Dataset excerpts.
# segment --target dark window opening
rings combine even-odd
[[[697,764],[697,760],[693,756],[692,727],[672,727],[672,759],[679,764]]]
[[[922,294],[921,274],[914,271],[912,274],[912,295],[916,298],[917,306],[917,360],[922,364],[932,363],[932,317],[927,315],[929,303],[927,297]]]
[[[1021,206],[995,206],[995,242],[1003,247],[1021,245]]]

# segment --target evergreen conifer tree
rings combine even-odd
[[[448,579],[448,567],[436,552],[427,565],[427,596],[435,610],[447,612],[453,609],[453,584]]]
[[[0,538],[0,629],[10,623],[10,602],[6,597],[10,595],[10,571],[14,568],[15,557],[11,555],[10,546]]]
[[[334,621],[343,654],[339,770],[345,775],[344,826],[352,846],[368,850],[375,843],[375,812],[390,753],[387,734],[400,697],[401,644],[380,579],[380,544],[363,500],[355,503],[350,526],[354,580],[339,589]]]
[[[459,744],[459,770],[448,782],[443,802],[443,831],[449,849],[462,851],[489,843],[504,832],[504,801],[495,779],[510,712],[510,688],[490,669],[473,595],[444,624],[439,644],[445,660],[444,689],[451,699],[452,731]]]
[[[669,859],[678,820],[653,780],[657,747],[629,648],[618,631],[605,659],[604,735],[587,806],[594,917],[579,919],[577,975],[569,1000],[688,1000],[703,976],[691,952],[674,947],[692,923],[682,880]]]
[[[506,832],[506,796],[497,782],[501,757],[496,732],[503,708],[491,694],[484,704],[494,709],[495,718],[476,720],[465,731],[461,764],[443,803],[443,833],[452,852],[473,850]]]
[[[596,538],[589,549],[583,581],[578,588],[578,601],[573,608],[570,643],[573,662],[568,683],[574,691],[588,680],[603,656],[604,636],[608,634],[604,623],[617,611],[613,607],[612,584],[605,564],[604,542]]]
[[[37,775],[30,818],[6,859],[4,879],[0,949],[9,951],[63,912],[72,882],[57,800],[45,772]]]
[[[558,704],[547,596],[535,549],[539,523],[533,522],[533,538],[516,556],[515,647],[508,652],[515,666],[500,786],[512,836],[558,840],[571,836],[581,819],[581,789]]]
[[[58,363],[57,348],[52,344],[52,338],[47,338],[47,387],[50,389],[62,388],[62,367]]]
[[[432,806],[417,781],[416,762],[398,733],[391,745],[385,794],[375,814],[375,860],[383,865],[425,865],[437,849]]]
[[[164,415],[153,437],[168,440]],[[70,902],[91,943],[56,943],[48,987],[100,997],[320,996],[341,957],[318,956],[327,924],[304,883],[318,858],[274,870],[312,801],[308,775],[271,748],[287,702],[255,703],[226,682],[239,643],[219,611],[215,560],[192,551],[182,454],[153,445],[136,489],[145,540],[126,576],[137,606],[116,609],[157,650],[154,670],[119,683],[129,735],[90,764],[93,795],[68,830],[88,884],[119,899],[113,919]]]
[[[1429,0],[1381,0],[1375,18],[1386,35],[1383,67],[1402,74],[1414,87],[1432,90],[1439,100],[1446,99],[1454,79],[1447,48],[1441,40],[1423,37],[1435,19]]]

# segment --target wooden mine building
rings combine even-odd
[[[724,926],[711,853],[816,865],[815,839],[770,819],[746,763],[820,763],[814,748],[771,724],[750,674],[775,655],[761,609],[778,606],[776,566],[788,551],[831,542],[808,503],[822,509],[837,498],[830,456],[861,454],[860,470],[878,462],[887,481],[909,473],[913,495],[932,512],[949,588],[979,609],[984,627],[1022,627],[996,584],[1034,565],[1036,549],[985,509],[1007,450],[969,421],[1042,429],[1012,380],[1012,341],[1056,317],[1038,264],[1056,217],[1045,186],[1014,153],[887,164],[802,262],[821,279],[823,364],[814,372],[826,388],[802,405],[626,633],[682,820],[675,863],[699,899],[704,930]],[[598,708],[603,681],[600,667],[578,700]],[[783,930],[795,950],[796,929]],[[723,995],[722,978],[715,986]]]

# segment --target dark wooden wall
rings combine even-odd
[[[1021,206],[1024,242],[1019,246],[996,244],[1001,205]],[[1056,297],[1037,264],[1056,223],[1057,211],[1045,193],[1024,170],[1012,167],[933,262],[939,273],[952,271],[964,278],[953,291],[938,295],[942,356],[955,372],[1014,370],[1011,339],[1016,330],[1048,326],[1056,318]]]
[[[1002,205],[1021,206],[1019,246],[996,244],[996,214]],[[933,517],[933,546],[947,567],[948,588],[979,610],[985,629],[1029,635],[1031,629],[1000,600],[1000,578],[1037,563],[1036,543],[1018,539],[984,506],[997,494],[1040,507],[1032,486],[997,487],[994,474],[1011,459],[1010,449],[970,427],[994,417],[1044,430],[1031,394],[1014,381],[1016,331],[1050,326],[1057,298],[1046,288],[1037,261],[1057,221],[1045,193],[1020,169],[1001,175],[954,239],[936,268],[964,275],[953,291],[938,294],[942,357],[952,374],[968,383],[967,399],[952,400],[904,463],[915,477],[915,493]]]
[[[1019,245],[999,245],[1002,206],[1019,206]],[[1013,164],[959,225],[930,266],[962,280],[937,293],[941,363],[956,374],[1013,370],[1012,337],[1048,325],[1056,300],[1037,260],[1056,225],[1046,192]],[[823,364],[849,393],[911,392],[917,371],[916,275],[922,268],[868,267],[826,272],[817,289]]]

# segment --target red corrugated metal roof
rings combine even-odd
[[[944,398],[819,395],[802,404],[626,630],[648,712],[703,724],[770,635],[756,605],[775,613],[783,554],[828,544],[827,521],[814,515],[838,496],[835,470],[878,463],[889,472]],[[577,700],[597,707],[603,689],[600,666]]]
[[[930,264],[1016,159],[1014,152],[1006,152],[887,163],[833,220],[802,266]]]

Activity. Up to and including the line with "# segment --target evergreen conifer tree", print every line of the material above, starting from its first line, exactly.

Task answer.
# segment --target dark window opening
rings combine even-odd
[[[697,764],[697,760],[693,756],[692,727],[672,727],[672,759],[679,764]]]
[[[922,294],[921,274],[914,271],[912,274],[912,295],[916,298],[917,306],[917,360],[922,364],[932,363],[932,317],[927,315],[929,303],[927,297]]]
[[[1021,206],[995,206],[995,242],[1003,247],[1021,245]]]

# segment --target evergreen conifer tree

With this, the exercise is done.